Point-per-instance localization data
»»

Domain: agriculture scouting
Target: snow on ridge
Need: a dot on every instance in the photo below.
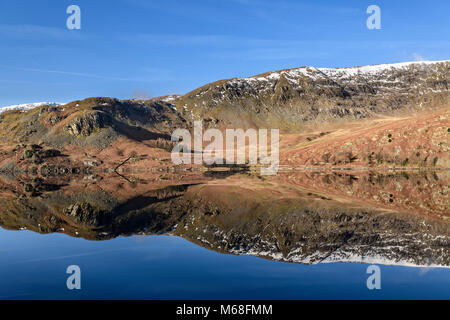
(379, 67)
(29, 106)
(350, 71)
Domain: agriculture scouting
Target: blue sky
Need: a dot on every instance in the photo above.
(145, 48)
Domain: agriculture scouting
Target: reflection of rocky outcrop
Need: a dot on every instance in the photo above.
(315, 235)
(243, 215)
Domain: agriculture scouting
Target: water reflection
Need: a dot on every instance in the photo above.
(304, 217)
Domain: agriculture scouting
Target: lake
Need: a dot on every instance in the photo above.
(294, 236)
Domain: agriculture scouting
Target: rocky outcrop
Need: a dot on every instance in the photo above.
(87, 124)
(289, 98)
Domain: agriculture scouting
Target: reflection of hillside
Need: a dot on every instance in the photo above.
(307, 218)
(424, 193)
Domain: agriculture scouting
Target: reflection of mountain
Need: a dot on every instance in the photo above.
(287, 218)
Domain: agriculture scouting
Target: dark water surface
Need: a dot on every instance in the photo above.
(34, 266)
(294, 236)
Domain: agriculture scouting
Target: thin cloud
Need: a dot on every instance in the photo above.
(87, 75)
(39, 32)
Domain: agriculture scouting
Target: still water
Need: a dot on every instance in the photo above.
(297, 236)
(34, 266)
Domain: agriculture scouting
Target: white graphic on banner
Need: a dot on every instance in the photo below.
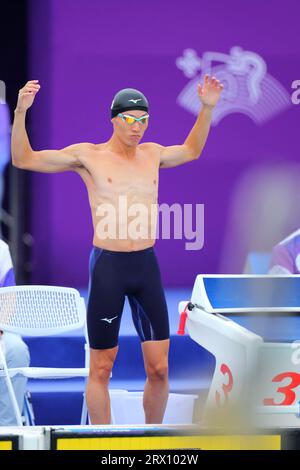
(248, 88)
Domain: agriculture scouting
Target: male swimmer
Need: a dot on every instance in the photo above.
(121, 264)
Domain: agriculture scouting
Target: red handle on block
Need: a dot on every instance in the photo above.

««

Starting with the first line of the data above and ending with the line containing "Target: lake", please restate every line exactly, leaving images out.

TASK SOLUTION:
Domain: agriculture scouting
Target: snow on ridge
Need: a dot on every instance in the photo below.
(379, 67)
(29, 106)
(350, 71)
Domain: agriculture scouting
Target: blue sky
Need: a dot on every instance in the photo above.
(145, 48)
Domain: agriculture scouting
Target: reflection of rocky outcrop
Need: a dot on every instance in the photo above.
(315, 235)
(243, 215)
Domain: agriculture scouting
Target: water reflection
Need: a dot on every instance in the photo above.
(304, 217)
Domain: agriculture scouting
Target: lake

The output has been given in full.